Written problem 1:
Print the following portion of the passage about marketing and the Artist Class word for word, starting at "In marketing terms, businesses" and ending at "in the short-term.".
Written problem 2:
Answer these questions from the passage about marketing and the Artist Class, putting each on its own line:
(a) What three things about groups of people do businesses study?
(b) Which idea does the writer believe is exactly inverted for a minority of people?
(c) What name does the writer give to that minority?
Written problem 3:
Pick up the passage about marketing and the Artist Class after its last sentence and keep writing.

** Begin Passage provided **

In marketing terms, businesses look at groups of people to study their buying power, buying habits, buying preferences and figure out how best to make money off of them. I checked boxes indicating that I had the material values of the upper-upper, the social network in the middle-middle and the financial profile (historically) far below lower-lower. As I pondered this, I realized that most of my friends were in the same boat as I, making us undefinable targets for marketers. After pondering this I came to believe that for a minority of people, Maslow’s Hierarchy of Needs is exactly inverted. I am referring to the Artist Class, though I suppose no one will ever study these people because there is no money it in. At least, in the short-term.

** End Passage provided **
** Begin Data extract **

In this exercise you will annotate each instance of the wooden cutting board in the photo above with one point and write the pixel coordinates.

** End Data extract **

Task response 1:
In marketing terms, businesses look at groups of people to study their buying power, buying habits, buying preferences and figure out how best to make money off of them. I checked boxes indicating that I had the material values of the upper-upper, the social network in the middle-middle and the financial profile (historically) far below lower-lower. As I pondered this, I realized that most of my friends were in the same boat as I, making us undefinable targets for marketers. After pondering this I came to believe that for a minority of people, Maslow’s Hierarchy of Needs is exactly inverted. I am referring to the Artist Class, though I suppose no one will ever study these people because there is no money it in. At least, in the short-term.

Task response 2:
(a) Their buying power, buying habits and buying preferences.
(b) Maslow's Hierarchy of Needs.
(c) The Artist Class.

Task response 3:
For the artistic temperament, self-actualization is all. They are willing to sacrifice safety, shelter, food, family, social acceptance, financial gain, everything on the imperative need to be themselves; to be true to themselves, to be all that they can be. When they develop some confidence in this, they then want to be accepted for who they are and build a place for themselves in the world, whereas previously they disdained the opinions of those who couldn’t value them. After years of toiling for little recognition or compensation, they start to want to indulge in a few material essentials, like a credit card, a car or a house with their name on the deed. And finally they start to want a little security, and begin to look for teaching jobs and other stable occupations that let them earn a living while practicing their craft and being themselves.

I see this tendency even in a child who knows in his heart that no one really listens to him, no one really understands him, no one sees him for who he really is or values him for his him-ness. We are all trying to stuff him into a box – for his own good – and his reactions repel us.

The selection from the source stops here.